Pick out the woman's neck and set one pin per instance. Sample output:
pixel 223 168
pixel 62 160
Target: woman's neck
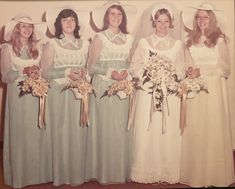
pixel 114 29
pixel 161 35
pixel 69 36
pixel 24 41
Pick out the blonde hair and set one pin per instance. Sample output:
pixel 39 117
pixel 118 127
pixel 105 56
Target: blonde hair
pixel 17 44
pixel 212 33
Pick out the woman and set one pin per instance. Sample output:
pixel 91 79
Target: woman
pixel 157 140
pixel 207 156
pixel 109 142
pixel 25 145
pixel 63 61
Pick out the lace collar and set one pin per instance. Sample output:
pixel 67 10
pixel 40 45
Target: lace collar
pixel 112 36
pixel 65 42
pixel 24 52
pixel 160 41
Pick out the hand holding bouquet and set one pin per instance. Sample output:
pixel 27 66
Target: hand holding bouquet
pixel 193 83
pixel 37 86
pixel 81 88
pixel 189 88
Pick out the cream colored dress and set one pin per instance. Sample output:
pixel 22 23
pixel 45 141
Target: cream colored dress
pixel 207 156
pixel 156 156
pixel 26 157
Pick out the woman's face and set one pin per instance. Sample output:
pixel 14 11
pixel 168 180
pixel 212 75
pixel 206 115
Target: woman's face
pixel 162 25
pixel 68 25
pixel 25 30
pixel 114 18
pixel 202 19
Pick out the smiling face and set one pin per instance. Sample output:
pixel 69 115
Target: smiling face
pixel 114 18
pixel 25 30
pixel 162 25
pixel 68 25
pixel 202 20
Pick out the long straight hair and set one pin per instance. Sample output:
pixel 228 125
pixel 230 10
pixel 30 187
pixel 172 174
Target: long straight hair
pixel 123 25
pixel 65 13
pixel 17 44
pixel 212 33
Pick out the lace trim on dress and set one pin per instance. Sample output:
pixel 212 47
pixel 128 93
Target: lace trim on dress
pixel 69 58
pixel 155 177
pixel 112 51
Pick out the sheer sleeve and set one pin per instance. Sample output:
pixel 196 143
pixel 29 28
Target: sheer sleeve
pixel 8 75
pixel 224 58
pixel 93 57
pixel 180 62
pixel 137 61
pixel 47 61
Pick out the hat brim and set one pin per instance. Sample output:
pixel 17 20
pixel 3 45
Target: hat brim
pixel 52 13
pixel 39 29
pixel 188 14
pixel 99 12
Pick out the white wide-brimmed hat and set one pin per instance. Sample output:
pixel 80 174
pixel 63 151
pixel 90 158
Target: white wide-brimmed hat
pixel 39 27
pixel 159 6
pixel 52 13
pixel 99 12
pixel 188 14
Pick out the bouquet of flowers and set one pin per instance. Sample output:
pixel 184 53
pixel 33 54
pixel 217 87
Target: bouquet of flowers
pixel 193 83
pixel 189 88
pixel 37 86
pixel 161 72
pixel 81 88
pixel 122 88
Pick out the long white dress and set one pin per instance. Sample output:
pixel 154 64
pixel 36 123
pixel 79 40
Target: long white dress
pixel 26 158
pixel 68 138
pixel 207 156
pixel 156 156
pixel 108 141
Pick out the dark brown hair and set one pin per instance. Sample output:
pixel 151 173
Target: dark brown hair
pixel 160 12
pixel 58 26
pixel 123 25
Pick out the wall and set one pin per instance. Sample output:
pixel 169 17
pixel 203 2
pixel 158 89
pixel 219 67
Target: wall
pixel 37 8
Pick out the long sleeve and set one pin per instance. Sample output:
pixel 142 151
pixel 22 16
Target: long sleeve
pixel 47 61
pixel 8 75
pixel 93 57
pixel 224 58
pixel 137 61
pixel 181 62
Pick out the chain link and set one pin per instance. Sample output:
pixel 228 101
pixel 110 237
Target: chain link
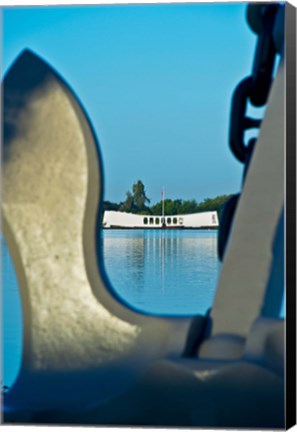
pixel 255 88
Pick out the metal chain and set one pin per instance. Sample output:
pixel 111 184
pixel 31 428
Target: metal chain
pixel 255 88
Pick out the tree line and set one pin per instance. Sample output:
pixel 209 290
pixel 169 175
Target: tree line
pixel 137 202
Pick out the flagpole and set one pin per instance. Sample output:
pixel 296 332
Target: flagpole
pixel 163 209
-=-=-
#### YOUR ASSIGNMENT:
Everything in the records should be repeated exactly except the images.

#### PROBLEM SOLUTION:
Pick out the woman's neck and set one pin per instance. Sample output:
pixel 223 168
pixel 62 160
Target: woman's neck
pixel 114 29
pixel 161 35
pixel 69 36
pixel 24 41
Pick out the blonde hair and set one pin per instance. Sample output:
pixel 39 117
pixel 118 127
pixel 105 56
Target: blonde hair
pixel 17 44
pixel 212 33
Pick out the woman and set one pin per instance. Sample output:
pixel 91 79
Target: woman
pixel 157 140
pixel 207 156
pixel 109 142
pixel 25 145
pixel 63 61
Pick out the lace collar and set one pin per instance. Sample output:
pixel 67 10
pixel 40 45
Target: lace collar
pixel 112 36
pixel 65 42
pixel 24 52
pixel 160 41
Pick out the hand holding bouquet and set one pin per instance. Sample output:
pixel 27 66
Target: hand holding bouquet
pixel 193 83
pixel 37 86
pixel 81 88
pixel 189 88
Pick out the cream colored dress and set one pin per instance. Sample output:
pixel 22 23
pixel 45 141
Target: cream colored dress
pixel 207 156
pixel 156 156
pixel 26 157
Pick out the woman's face and set one pin per instance. Sample output:
pixel 14 11
pixel 168 180
pixel 212 75
pixel 206 115
Target: woman's face
pixel 162 25
pixel 68 25
pixel 25 30
pixel 114 18
pixel 202 19
Pick out the smiling face and set one pin per instance. Sample output:
pixel 69 115
Target: smiling face
pixel 114 18
pixel 25 30
pixel 162 25
pixel 68 25
pixel 202 20
Pick out the long straight hair and set one pin per instance. Sample output:
pixel 228 125
pixel 230 10
pixel 30 187
pixel 172 174
Target: long straight hair
pixel 123 25
pixel 65 13
pixel 17 44
pixel 212 33
Pick out the lace trim on dress and set one pin per instance. Sample output:
pixel 212 47
pixel 128 93
Target: lace trim on dress
pixel 69 58
pixel 155 177
pixel 112 51
Pick out the sheer sleeve and set one pin per instance. Sample output:
pixel 196 143
pixel 29 28
Target: sheer sleeve
pixel 8 75
pixel 224 58
pixel 93 57
pixel 180 62
pixel 137 61
pixel 47 61
Pick out the hat brim and set one pin per instance. Sample output:
pixel 17 20
pixel 3 45
Target: hat brim
pixel 52 13
pixel 39 29
pixel 188 14
pixel 99 12
Pick out the white wide-brimmed hat and set one pin per instance. Sample output:
pixel 80 174
pixel 63 151
pixel 90 158
Target: white wide-brimmed hat
pixel 39 27
pixel 159 6
pixel 52 13
pixel 99 12
pixel 188 14
Pick out the bouquet of flowers and set one pin per instance. Sample output:
pixel 184 53
pixel 33 54
pixel 217 87
Target: bouquet of flowers
pixel 193 83
pixel 189 88
pixel 37 86
pixel 161 72
pixel 81 88
pixel 122 88
Pick out the long white dress and set one pin per instance. Sample output:
pixel 154 64
pixel 36 123
pixel 79 40
Target: long white dress
pixel 26 158
pixel 68 138
pixel 207 156
pixel 156 156
pixel 108 141
Pick out the dark brown hair and set one pin per instance. Sample output:
pixel 151 173
Target: dark brown hair
pixel 160 12
pixel 58 26
pixel 123 25
Pick out the wall and set one pin per instance. Sample output:
pixel 169 17
pixel 203 2
pixel 158 89
pixel 219 67
Target: wall
pixel 37 8
Pick out the long sleeve and set one pin per instance. Sample output:
pixel 142 151
pixel 22 16
Target: long sleeve
pixel 47 61
pixel 8 75
pixel 93 57
pixel 224 58
pixel 137 61
pixel 181 62
Pick out the chain link and set one pin per instance. Sample output:
pixel 228 101
pixel 110 237
Target: chain link
pixel 255 88
Pick out the metal chain and set one pin per instance. Sample output:
pixel 111 184
pixel 31 428
Target: metal chain
pixel 255 88
Pick out the tree line and set one pin per instance. Sample output:
pixel 209 290
pixel 169 175
Target: tree line
pixel 137 202
Pick out the flagpole and set one pin per instance. Sample output:
pixel 296 332
Target: flagpole
pixel 163 209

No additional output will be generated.